━━━ Page extract ━━━

I am needing to optimize code that will be running on an Arm Cortex-M55 that has helium/MVE with floating-point support. The algorithm is quite recursive in nature so the compiler is struggling to infer any vector operations. The code is parallelizing across 4 channels and the math operations are mostly multiply, add/sub, divide and sqrt. The bottleneck is that I can run half the operations on MVE but the other (e.g. divide and sqrt) need to be performed on vFPU. The question is if I have my values stored in for example Q0 can I subsequently call FPU operations using the corresponding S registers (S0, S1, S2, S3)?
Take the following function (similar to what I am optimizing):
float32_t update(float32_t old, float32_t a, float32_t b) { float32_t tmpa = 1.0f - a * a; float32_t tmpb = 1.0f - b * b; return old * sqrtf(tmpa * tmpb) + a * b; }
I rewrote with straight asm as follows:
void update_mve(float32_t *restrict old, float32_t *restrict a, float32_t *restrict b) { __asm volatile( "vldrw.s32 q1, [%[a]] \n" "vldrw.s32 q2, [%[b]] \n" "vldrw.s32 q0, [%[old]] \n" "vmov.f32 q7, #1.0 \n" "vmul.f32 q3, q1, q1 \n" "vsub.f32 q3, q7, q3 \n" "vmul.f32 q4, q2, q2 \n" "vsub.f32 q4, q7, q4 \n" "vmul.f32 q3, q3, q4 \n" "vsqrt.f32 s12, s12 \n" "vsqrt.f32 s13, s13 \n" "vsqrt.f32 s14, s14 \n" "vsqrt.f32 s15, s15 \n" "vmul.f32 q0, q0, q3 \n" "vfma.f32 q0, q1, q2 \n" "vstrw.32 q0, [%[old]] \n" : [old] "+r" (old) : [a] "r" (a), [b] "r" (b) : "q0", "q1", "q2", "q3", "q4", "q7", "memory" ); }
Notice I am *assuming* that after the MVE operations on Q registers the S registers will have the same content. The idea is to reduce the number of load/store/movs between FPU and MVE but not sure this assumption is correct.
Thanks

━━━

→ Given exercise
According to the forum post, which math operations have to be performed on the vFPU instead of MVE?

━━━ Listed records ━━━

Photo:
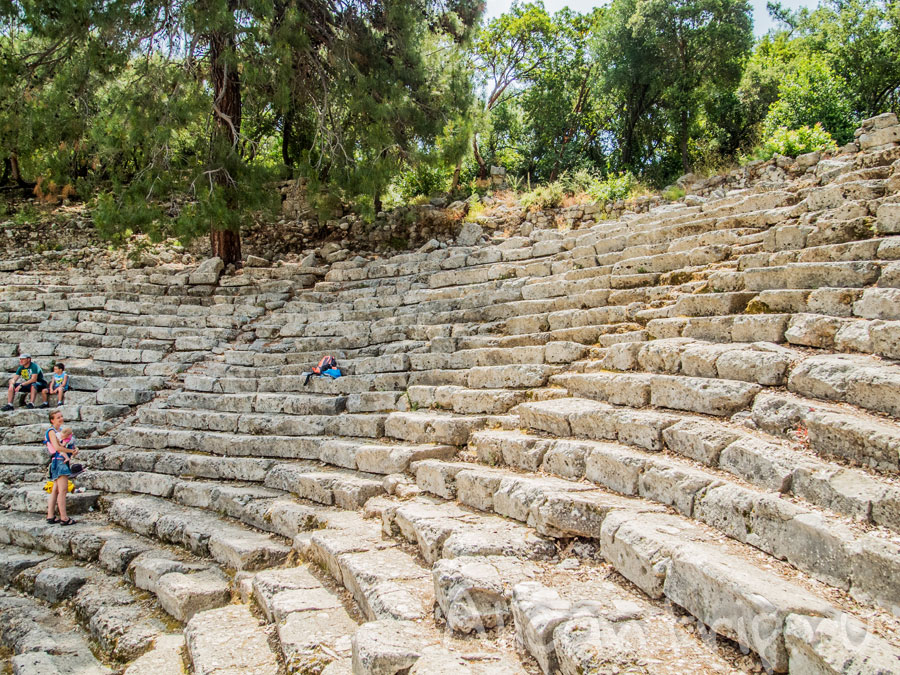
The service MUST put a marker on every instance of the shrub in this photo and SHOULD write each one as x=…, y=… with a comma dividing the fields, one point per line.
x=673, y=193
x=793, y=142
x=423, y=180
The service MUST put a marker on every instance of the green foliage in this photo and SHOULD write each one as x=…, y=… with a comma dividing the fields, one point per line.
x=812, y=93
x=123, y=104
x=425, y=179
x=793, y=142
x=673, y=193
x=614, y=187
x=547, y=196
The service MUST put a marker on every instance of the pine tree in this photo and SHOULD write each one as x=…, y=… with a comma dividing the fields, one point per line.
x=357, y=88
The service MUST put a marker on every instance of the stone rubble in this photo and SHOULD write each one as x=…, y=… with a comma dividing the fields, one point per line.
x=660, y=438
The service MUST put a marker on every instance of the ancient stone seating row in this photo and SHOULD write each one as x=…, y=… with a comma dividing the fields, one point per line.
x=520, y=444
x=122, y=337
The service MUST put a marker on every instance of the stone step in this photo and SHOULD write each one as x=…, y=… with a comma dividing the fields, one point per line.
x=759, y=362
x=42, y=642
x=314, y=629
x=33, y=499
x=853, y=274
x=811, y=540
x=385, y=582
x=367, y=425
x=867, y=382
x=753, y=458
x=292, y=404
x=350, y=384
x=833, y=431
x=464, y=401
x=475, y=573
x=200, y=532
x=121, y=458
x=393, y=646
x=692, y=394
x=223, y=444
x=229, y=640
x=180, y=585
x=345, y=489
x=164, y=657
x=428, y=427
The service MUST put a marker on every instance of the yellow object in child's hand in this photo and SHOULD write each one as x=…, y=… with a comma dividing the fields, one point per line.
x=48, y=486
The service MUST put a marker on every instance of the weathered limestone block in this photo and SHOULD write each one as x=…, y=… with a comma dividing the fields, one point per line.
x=857, y=380
x=813, y=330
x=662, y=356
x=229, y=639
x=888, y=218
x=589, y=644
x=832, y=301
x=424, y=427
x=768, y=368
x=54, y=584
x=311, y=639
x=470, y=593
x=184, y=595
x=835, y=645
x=713, y=397
x=537, y=611
x=759, y=462
x=885, y=338
x=729, y=597
x=388, y=647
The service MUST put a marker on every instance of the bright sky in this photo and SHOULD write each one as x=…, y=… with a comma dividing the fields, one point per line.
x=761, y=20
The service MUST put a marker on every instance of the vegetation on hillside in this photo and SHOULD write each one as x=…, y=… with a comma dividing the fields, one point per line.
x=173, y=118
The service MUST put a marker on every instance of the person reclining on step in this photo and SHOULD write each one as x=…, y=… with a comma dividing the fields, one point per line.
x=28, y=378
x=60, y=470
x=327, y=368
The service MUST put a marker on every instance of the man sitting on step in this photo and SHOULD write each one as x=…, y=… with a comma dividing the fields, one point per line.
x=28, y=378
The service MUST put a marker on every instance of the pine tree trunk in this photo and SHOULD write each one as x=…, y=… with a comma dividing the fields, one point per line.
x=226, y=244
x=482, y=166
x=683, y=142
x=456, y=173
x=15, y=174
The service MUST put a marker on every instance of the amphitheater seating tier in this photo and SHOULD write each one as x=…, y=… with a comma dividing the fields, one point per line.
x=665, y=443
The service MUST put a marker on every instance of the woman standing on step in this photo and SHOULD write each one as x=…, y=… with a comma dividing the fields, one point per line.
x=59, y=471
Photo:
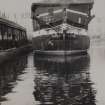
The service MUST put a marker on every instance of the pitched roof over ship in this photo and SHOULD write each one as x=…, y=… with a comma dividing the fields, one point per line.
x=63, y=1
x=11, y=24
x=78, y=12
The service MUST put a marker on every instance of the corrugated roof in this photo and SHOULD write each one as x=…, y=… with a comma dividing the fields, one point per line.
x=63, y=1
x=11, y=24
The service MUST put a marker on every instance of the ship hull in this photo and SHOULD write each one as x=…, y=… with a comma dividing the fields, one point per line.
x=45, y=45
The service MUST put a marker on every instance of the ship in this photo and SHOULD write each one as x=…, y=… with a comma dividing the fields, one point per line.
x=61, y=27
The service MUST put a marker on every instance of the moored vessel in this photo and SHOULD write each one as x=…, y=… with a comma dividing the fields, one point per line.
x=60, y=27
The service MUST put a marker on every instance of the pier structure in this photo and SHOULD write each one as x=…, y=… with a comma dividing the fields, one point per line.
x=11, y=34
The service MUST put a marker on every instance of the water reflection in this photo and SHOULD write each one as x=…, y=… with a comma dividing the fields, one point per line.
x=9, y=73
x=59, y=82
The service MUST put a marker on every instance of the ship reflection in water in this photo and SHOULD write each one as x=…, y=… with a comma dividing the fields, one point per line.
x=59, y=82
x=9, y=73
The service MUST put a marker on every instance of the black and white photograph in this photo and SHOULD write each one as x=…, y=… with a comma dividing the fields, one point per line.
x=52, y=52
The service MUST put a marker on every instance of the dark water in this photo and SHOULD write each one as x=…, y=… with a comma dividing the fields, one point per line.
x=75, y=80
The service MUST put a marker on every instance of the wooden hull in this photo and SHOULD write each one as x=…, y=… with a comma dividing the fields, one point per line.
x=44, y=45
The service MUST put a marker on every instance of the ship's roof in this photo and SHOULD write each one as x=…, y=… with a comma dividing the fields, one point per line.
x=11, y=24
x=63, y=2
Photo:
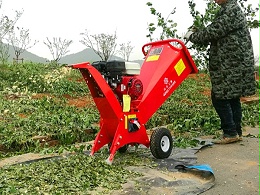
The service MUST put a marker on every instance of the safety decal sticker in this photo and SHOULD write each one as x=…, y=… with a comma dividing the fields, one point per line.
x=179, y=67
x=154, y=54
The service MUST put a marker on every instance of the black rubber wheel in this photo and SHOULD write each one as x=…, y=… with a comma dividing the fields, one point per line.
x=121, y=150
x=161, y=143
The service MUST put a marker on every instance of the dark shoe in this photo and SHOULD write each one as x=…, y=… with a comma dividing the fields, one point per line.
x=226, y=140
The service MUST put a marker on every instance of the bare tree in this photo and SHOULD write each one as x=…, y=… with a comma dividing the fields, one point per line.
x=103, y=45
x=20, y=42
x=4, y=52
x=257, y=60
x=126, y=50
x=58, y=47
x=7, y=24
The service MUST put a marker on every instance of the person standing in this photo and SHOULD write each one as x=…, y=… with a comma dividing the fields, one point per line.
x=231, y=65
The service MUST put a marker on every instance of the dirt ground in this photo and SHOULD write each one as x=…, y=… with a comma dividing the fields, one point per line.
x=236, y=166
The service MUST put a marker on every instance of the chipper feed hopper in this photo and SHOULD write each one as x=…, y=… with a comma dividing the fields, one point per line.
x=128, y=94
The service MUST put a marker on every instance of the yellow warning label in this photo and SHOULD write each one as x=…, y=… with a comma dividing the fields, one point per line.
x=179, y=67
x=152, y=58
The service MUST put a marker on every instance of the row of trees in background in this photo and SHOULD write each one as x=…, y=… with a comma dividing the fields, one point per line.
x=166, y=27
x=104, y=45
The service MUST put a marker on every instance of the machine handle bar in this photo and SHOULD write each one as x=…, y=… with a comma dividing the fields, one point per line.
x=162, y=42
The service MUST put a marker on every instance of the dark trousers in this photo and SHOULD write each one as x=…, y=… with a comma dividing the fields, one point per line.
x=230, y=114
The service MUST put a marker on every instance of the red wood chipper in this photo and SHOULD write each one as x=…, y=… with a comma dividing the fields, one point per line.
x=128, y=94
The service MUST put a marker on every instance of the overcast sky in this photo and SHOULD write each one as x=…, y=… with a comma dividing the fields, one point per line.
x=129, y=19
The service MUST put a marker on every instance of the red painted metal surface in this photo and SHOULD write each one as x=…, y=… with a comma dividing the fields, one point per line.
x=167, y=63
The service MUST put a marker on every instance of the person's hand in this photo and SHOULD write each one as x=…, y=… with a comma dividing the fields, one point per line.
x=188, y=34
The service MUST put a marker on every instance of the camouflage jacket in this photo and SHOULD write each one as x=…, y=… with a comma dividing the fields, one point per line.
x=231, y=58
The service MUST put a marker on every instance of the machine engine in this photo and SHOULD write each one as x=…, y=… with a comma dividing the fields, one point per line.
x=122, y=77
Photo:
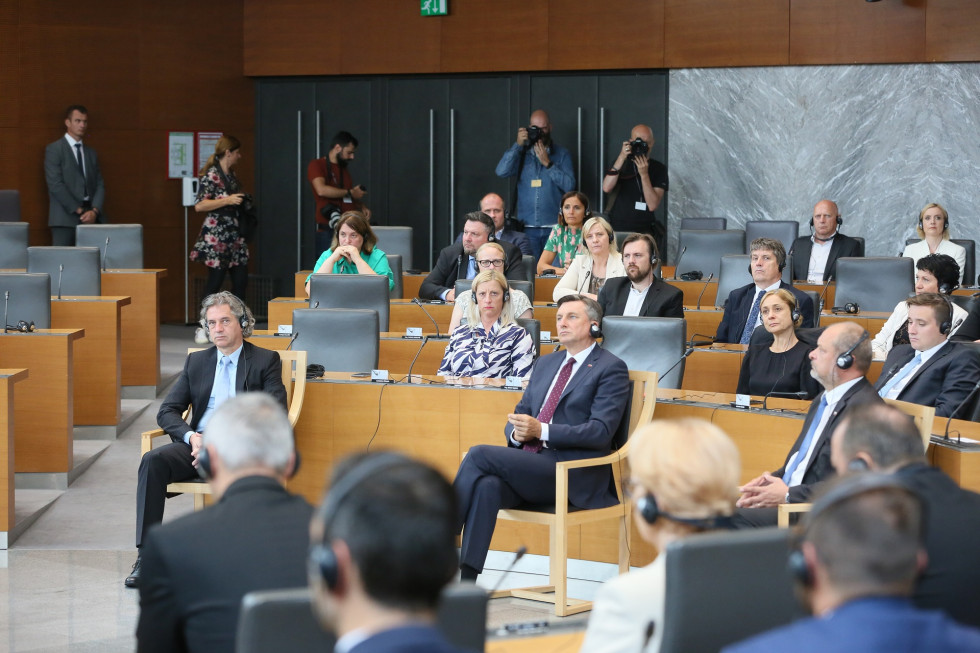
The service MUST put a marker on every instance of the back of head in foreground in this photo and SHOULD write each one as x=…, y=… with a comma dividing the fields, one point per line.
x=383, y=544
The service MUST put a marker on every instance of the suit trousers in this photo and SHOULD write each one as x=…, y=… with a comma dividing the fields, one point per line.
x=170, y=463
x=491, y=478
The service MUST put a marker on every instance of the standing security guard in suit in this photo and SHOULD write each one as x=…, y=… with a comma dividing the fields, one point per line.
x=76, y=191
x=209, y=378
x=571, y=409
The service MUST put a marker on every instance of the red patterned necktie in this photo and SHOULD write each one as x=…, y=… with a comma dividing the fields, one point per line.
x=548, y=410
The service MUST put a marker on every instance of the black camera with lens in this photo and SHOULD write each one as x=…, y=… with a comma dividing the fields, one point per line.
x=639, y=147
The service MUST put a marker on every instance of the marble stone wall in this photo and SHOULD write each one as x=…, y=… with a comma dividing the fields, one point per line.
x=882, y=141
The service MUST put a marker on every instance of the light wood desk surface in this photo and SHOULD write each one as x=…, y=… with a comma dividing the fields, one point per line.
x=43, y=402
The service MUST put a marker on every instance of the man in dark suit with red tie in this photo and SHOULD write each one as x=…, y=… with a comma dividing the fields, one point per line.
x=839, y=363
x=570, y=410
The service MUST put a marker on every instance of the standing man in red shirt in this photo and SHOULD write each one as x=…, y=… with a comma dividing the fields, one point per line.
x=333, y=190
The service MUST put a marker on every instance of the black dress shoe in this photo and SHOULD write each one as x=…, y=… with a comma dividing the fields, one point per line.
x=133, y=580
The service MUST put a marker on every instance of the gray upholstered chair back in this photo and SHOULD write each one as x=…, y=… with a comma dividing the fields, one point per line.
x=352, y=291
x=125, y=250
x=396, y=240
x=650, y=344
x=785, y=231
x=30, y=298
x=272, y=621
x=705, y=249
x=13, y=245
x=708, y=574
x=82, y=274
x=875, y=283
x=9, y=206
x=340, y=339
x=395, y=263
x=704, y=223
x=533, y=327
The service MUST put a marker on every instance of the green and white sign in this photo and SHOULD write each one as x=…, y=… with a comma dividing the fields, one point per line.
x=434, y=7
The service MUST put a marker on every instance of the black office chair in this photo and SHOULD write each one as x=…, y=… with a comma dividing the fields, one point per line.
x=82, y=273
x=874, y=283
x=396, y=240
x=29, y=299
x=648, y=344
x=339, y=339
x=13, y=245
x=368, y=291
x=125, y=244
x=705, y=606
x=705, y=249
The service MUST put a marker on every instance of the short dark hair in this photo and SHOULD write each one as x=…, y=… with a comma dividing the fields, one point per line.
x=343, y=139
x=400, y=528
x=942, y=266
x=886, y=434
x=80, y=109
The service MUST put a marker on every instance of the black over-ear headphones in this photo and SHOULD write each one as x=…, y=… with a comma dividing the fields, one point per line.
x=323, y=559
x=845, y=360
x=651, y=512
x=849, y=489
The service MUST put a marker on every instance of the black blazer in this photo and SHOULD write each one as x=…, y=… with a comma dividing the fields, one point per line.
x=943, y=381
x=258, y=370
x=819, y=468
x=740, y=304
x=803, y=247
x=662, y=300
x=447, y=269
x=197, y=568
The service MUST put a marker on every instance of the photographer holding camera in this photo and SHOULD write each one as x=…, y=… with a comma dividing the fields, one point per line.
x=639, y=183
x=333, y=190
x=544, y=174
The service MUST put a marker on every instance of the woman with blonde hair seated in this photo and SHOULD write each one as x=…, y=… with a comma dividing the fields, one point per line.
x=784, y=365
x=490, y=345
x=353, y=251
x=684, y=478
x=490, y=256
x=589, y=271
x=933, y=229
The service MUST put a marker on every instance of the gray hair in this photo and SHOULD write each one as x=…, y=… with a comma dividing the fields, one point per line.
x=251, y=430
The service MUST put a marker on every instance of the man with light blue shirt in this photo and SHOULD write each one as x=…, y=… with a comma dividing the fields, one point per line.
x=209, y=378
x=544, y=173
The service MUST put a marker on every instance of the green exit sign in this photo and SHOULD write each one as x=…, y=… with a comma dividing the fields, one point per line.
x=434, y=7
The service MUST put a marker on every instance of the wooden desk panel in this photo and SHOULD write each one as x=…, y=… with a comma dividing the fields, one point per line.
x=97, y=362
x=7, y=380
x=139, y=322
x=43, y=402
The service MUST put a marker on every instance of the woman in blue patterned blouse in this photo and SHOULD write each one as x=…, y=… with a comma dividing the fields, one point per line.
x=490, y=345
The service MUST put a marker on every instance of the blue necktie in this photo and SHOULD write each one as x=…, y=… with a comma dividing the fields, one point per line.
x=902, y=373
x=753, y=317
x=805, y=446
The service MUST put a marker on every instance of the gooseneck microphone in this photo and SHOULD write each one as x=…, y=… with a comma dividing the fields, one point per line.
x=710, y=277
x=428, y=315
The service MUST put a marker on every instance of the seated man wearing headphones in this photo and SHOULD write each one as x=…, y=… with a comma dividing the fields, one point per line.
x=839, y=363
x=930, y=370
x=640, y=293
x=742, y=310
x=208, y=379
x=856, y=563
x=196, y=569
x=815, y=256
x=382, y=548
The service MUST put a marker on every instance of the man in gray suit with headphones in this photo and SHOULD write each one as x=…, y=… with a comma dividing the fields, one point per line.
x=196, y=569
x=76, y=191
x=209, y=378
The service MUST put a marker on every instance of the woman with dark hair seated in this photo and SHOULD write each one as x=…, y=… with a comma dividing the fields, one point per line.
x=934, y=273
x=353, y=251
x=490, y=345
x=783, y=366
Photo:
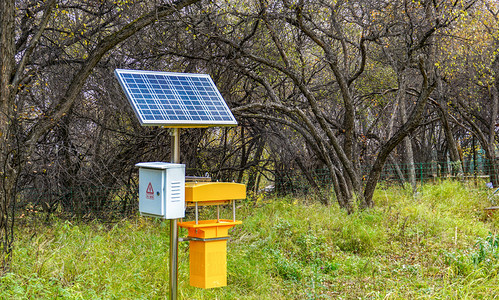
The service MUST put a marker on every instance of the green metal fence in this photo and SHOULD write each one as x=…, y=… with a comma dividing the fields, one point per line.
x=295, y=182
x=101, y=202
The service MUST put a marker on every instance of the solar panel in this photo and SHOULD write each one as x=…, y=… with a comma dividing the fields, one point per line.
x=175, y=99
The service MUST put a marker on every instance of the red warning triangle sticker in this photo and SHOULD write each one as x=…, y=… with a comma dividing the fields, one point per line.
x=150, y=190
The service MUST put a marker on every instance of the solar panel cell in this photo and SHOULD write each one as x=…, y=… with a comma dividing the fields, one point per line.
x=175, y=99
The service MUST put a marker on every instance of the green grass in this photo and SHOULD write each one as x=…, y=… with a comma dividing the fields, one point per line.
x=439, y=244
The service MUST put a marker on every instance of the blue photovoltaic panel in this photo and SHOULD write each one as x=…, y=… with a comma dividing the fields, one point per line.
x=175, y=99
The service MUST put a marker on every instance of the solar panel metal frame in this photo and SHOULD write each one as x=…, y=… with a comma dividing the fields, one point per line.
x=154, y=99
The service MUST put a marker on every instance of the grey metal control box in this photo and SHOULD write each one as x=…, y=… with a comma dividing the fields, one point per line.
x=162, y=190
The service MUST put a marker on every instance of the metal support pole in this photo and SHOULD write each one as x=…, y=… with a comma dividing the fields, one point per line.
x=233, y=210
x=175, y=158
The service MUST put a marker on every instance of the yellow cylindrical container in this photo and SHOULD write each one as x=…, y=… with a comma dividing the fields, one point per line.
x=208, y=252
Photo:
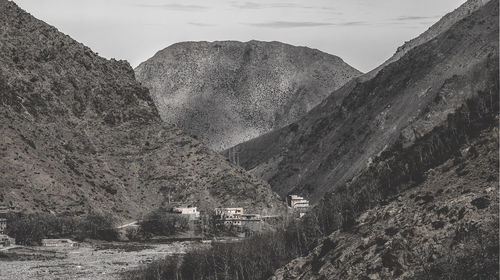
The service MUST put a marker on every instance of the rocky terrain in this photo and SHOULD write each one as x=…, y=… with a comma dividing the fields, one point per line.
x=401, y=103
x=229, y=92
x=78, y=132
x=439, y=27
x=446, y=227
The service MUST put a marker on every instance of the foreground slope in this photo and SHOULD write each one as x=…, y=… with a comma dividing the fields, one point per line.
x=79, y=133
x=229, y=92
x=446, y=227
x=404, y=100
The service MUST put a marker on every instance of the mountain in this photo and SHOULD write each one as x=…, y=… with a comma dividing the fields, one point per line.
x=444, y=228
x=79, y=133
x=426, y=207
x=394, y=106
x=229, y=92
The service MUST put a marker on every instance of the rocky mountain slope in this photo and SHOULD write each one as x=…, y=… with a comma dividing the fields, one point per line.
x=229, y=92
x=446, y=227
x=439, y=27
x=78, y=132
x=400, y=104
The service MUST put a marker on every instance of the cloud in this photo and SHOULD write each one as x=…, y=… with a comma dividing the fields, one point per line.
x=410, y=18
x=289, y=24
x=201, y=24
x=176, y=7
x=351, y=23
x=257, y=6
x=295, y=24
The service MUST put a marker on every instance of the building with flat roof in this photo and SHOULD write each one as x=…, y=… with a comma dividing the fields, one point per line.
x=59, y=243
x=192, y=212
x=3, y=225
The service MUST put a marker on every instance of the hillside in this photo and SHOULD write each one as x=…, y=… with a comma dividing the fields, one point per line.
x=79, y=133
x=400, y=104
x=229, y=92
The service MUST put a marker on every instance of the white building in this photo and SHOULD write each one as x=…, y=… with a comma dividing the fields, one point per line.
x=191, y=211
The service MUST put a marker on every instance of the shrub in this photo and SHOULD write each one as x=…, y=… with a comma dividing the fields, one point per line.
x=30, y=229
x=161, y=222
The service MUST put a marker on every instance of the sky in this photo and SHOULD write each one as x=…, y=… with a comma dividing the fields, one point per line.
x=364, y=33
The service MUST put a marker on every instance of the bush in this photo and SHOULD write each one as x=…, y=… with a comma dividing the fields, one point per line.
x=30, y=229
x=161, y=222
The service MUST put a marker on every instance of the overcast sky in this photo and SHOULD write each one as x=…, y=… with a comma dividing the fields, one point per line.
x=362, y=32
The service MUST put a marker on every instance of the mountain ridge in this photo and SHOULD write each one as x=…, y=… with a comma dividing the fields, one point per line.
x=79, y=133
x=229, y=91
x=404, y=99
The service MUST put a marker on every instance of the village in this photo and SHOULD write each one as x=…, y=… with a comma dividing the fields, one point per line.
x=233, y=220
x=96, y=259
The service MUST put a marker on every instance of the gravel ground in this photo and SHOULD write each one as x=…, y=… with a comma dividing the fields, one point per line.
x=88, y=262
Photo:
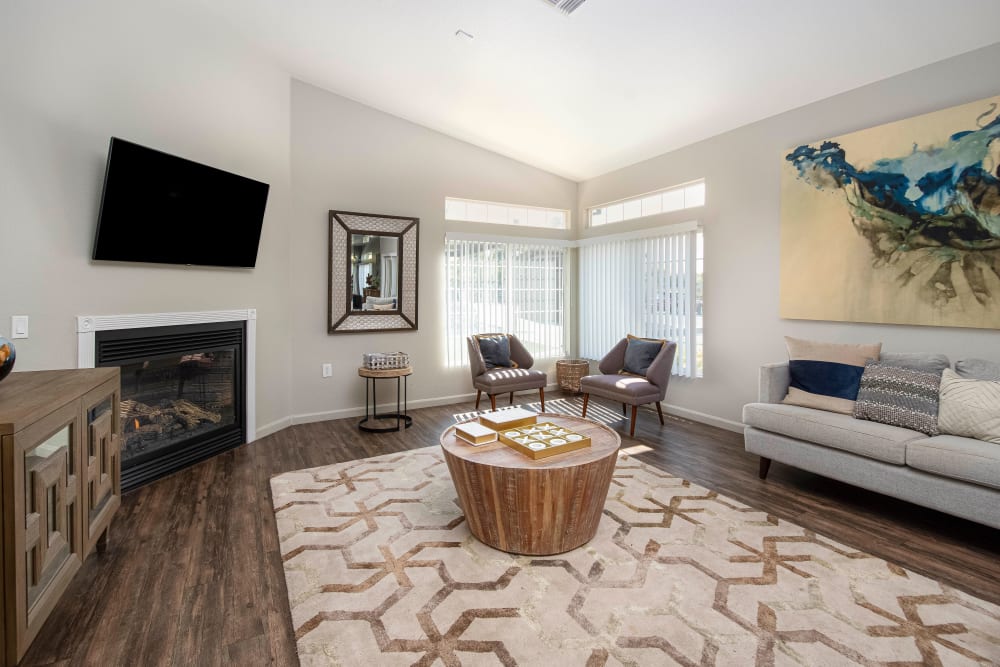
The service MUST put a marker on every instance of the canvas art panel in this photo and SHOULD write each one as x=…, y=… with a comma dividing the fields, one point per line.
x=898, y=223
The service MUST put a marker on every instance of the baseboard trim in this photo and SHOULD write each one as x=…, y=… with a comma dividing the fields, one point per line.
x=703, y=418
x=359, y=411
x=273, y=427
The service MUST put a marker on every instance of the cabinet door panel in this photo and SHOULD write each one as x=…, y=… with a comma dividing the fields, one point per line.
x=101, y=461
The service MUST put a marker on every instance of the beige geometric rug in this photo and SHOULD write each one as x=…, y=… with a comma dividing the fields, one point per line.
x=382, y=570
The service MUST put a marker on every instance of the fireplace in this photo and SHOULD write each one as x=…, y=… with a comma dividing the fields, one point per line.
x=184, y=388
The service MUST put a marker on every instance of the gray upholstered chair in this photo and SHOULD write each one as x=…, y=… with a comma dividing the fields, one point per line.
x=495, y=381
x=628, y=389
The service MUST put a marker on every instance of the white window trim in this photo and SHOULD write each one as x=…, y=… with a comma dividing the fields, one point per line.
x=638, y=199
x=546, y=209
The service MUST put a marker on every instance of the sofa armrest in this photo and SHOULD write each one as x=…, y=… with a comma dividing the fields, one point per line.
x=774, y=381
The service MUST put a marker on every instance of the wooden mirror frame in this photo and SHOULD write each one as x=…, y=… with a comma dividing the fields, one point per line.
x=341, y=319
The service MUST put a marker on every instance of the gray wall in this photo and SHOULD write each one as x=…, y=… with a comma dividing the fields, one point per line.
x=351, y=157
x=71, y=76
x=741, y=221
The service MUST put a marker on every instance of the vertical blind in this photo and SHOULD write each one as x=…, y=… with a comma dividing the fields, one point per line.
x=648, y=286
x=505, y=287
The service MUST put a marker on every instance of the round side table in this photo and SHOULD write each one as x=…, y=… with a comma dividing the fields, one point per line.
x=403, y=420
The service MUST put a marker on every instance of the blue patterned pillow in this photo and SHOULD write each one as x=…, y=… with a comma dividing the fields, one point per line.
x=826, y=376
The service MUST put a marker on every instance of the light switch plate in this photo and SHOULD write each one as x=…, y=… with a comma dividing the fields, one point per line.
x=19, y=326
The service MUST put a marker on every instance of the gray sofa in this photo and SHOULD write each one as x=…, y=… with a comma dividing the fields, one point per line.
x=960, y=476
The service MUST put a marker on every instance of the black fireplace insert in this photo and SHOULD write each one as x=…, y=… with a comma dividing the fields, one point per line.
x=183, y=394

━━━

→ Answer for the task
Divide and sqrt.